__Work required__
Copy nothing but the text: reproduce each line of the listing exactly and leave the pictures out.

Location identification items
++++++++
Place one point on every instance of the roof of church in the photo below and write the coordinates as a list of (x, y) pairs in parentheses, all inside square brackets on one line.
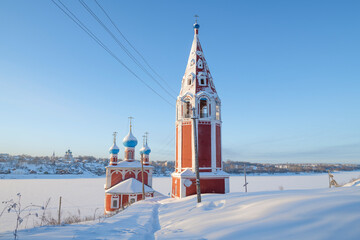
[(130, 185), (129, 164), (197, 75)]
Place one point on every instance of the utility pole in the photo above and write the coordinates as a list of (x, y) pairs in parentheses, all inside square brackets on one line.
[(330, 176), (246, 183), (142, 168), (59, 211), (142, 175), (198, 190)]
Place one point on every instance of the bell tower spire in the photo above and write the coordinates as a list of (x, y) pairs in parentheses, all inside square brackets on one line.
[(198, 92)]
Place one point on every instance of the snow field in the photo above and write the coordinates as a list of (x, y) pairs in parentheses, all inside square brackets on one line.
[(87, 194), (294, 214)]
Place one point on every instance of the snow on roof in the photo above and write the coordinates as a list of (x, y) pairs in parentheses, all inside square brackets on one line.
[(130, 185), (190, 173), (132, 164)]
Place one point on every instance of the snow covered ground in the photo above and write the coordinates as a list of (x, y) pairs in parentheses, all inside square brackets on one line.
[(87, 196), (294, 214)]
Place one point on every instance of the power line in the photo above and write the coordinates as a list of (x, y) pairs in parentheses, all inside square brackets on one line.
[(132, 46), (87, 8), (98, 41)]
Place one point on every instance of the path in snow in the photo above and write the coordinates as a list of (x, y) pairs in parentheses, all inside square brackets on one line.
[(296, 214)]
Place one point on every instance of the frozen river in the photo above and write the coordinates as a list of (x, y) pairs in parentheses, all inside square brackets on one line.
[(85, 196)]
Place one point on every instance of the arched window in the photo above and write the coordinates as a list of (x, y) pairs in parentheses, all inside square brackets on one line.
[(202, 80), (217, 110), (203, 108), (200, 64), (187, 109)]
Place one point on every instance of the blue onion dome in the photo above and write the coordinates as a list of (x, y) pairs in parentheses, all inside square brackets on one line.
[(146, 150), (114, 149), (142, 150), (130, 140)]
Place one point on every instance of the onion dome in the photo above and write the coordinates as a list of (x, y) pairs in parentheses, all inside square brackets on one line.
[(142, 150), (114, 149), (145, 150), (130, 140), (196, 25)]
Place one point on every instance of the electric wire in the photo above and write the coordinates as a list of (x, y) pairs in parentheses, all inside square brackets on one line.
[(87, 8), (67, 12), (132, 46)]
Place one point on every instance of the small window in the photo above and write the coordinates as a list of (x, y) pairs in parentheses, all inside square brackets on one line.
[(200, 64), (114, 202), (187, 110), (203, 108), (202, 80)]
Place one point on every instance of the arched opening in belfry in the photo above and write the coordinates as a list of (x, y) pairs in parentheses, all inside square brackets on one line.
[(187, 109), (217, 110), (203, 108)]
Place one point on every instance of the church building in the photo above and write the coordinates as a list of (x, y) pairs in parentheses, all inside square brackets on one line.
[(198, 92), (124, 178)]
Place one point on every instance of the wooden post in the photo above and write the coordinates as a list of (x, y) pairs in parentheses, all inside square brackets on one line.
[(59, 211), (246, 183), (198, 189), (142, 175)]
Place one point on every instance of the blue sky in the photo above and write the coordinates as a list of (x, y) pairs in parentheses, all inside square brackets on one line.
[(287, 72)]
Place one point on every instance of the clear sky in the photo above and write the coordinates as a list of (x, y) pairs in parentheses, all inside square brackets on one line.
[(287, 72)]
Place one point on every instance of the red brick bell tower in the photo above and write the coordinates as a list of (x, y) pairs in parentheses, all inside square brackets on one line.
[(198, 91)]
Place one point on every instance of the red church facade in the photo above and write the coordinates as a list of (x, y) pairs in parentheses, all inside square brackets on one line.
[(123, 184), (198, 92)]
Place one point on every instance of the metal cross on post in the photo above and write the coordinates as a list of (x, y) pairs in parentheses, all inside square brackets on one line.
[(114, 134), (198, 189), (142, 170), (246, 183)]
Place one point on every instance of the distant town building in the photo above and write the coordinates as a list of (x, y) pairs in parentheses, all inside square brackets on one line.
[(68, 156), (124, 179), (198, 92)]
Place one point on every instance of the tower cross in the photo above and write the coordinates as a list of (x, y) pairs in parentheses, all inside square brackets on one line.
[(146, 136), (130, 118), (144, 139), (196, 17), (114, 134)]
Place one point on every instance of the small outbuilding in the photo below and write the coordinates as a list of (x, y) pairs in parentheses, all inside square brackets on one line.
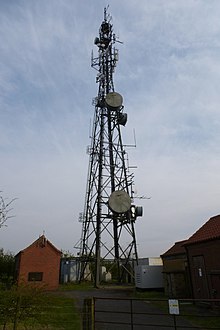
[(175, 271), (39, 263), (203, 251)]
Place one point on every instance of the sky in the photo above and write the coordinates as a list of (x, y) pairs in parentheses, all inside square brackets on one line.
[(168, 74)]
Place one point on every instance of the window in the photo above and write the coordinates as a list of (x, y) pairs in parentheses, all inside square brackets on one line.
[(37, 276)]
++++++++
__Finished exercise__
Place one point on every instance of the roof of church in the photo below and write the coordinates as a list of (x, y) pairs in parentheses, all inside square brackets on one line.
[(130, 185), (129, 164), (197, 75)]
Place one point on every instance of the utility pole in the photo above and write the coordinates as a list of (x, y) pairs in parentheses, all inside square brackets on one line.
[(330, 176), (246, 183), (142, 168), (59, 211), (142, 175), (198, 190)]
Place one point on every instance of the bell tower spire in the photo above and write the coordinates as a list of (x, y) pairs in parentheses, all inside square brackets on one line.
[(198, 92)]
Place one point on every instance of the snow field in the photo above and write the coordinates as a list of (x, y) pairs in parentheses, all inside square brackets on one line.
[(87, 194), (294, 214)]
Place one point on every instance of the snow on roof in the photo above and write the coordinates as a list of (x, y) pairs in parentheses, all inside square brackets on one line.
[(130, 185), (190, 173), (132, 164)]
Place one point on every instance of the snow covered ground in the photo above and write the coordinates as a list of (x, y) pairs in parentheses, all inside square brackets on one line.
[(87, 196), (294, 214)]
Place one point on every instance of the power line in the photo above and write the coordinates as a list of (x, y) pairs in parentheses, all inside square brackets on one line.
[(132, 46), (87, 8), (98, 41)]
Place one point on every instance of the path in snow in the photo above and write the coordinates as a list of (x, y) pairs in parentheses, all inside square brackets on one line.
[(296, 214)]
Place one point on every instance of the frozen river in the photo above and write the coordinates as a list of (x, y) pairs in parentheses, all inside square brackets on one line.
[(85, 196)]
Place one point on every instance of the arched window in the photo above and write the coordinates as a list of (x, y) pairs in parentheses, all inside square brackets on one line.
[(202, 80), (217, 110), (203, 108), (200, 64), (187, 109)]
Place one point on every instance of the blue onion dome in the photo above and write the coordinates as a list of (x, y) pairs in parentheses, all inside square brackets on one line.
[(146, 150), (114, 149), (142, 150), (130, 140)]
Place one point on every instance of the onion dome in the photo above and write the coordinates as a list of (x, y) pairs in parentheses, all inside square brackets on one line.
[(142, 150), (114, 149), (145, 150), (130, 140), (196, 25)]
Place one point on every instance of the electric wire in the photo above and write the coordinates as a list of (x, y) pairs in parentheses, all inside square brackets on one line.
[(87, 8), (67, 12), (132, 46)]
Place one point on every instance of the small window in the photo above and write the coordinates as a list of (x, y) pairs in parentheses, all inside square brackets on one line.
[(200, 64), (114, 202), (187, 110), (203, 108), (202, 80)]
Place one point on every instance of the arched opening in belfry in the photo above and write the coordinates as a list of (x, y) pairs in parentheses, all inside square brackets on one line.
[(187, 109), (217, 110), (203, 108)]
Place one point on every instance of the church building in the photo above and write the coordinates as a list of (x, y) pairs in parentheses, all inside square brackets on one line.
[(198, 92), (124, 178)]
Place one point on every instance of the wooden post in the photo above and write the coordinates as a list of (x, y) pairs in parentheses, all inside square brackets on one line.
[(59, 211), (246, 183), (198, 189), (142, 175)]
Place one point on every instance of the blue sky in the photo above and write the coordinates as a list of (x, y) pairs in parentheses, all inside square brackets on one line.
[(287, 72)]
Place one point on every instance of the clear sky in the photo above and write the coordinates as a list of (x, y) pairs in parentheses, all inside square brackets on one line.
[(287, 72)]
Place one point on every instance of the red brick bell tower in the photo above and write the coordinates as a list of (x, y) pairs in parentheses, all inside square brackets on one line.
[(198, 91)]
Place one point on every instance of the red church facade in the photo above and write the coordinates as a list of (x, y) pairs in parentheses, all inside square brackets on one line.
[(123, 184), (198, 92)]
Place one point on every instance of the metal cross on post in the photo above and write the coordinates as a list of (x, y) pairs in parentheses, all inside square brackets on one line.
[(114, 134), (198, 189), (142, 170), (246, 183)]
Place one point on every instance of the distant town building in the photo above and write the coordinates as a list of (x, y) pairs in parentheses, all inside square brackets on one line.
[(68, 156), (124, 179), (198, 92)]
Place one point on every instance of the tower cross in the photo above and write the coordinates as a list of (x, y) pairs in parentheses, all inside square brackets on one line.
[(146, 136), (130, 118), (144, 139), (196, 17), (114, 134)]
Place one point on every instance of the small outbuilding in the photo below and write the coordinates as a list of (x, y) pairs in parentheses, all inside square brackets on one line.
[(175, 271), (39, 263), (203, 251)]
Place one point on every instance of the sky in the photo above and write the coordinates as a list of (x, y) pairs in parentheses, all inside square brackets on one line.
[(168, 74)]
Place one point on every instance of the window in the photo above and write the coordinates as a list of (x, y) pairs in parentheses, all inside square brackets on one line.
[(37, 276)]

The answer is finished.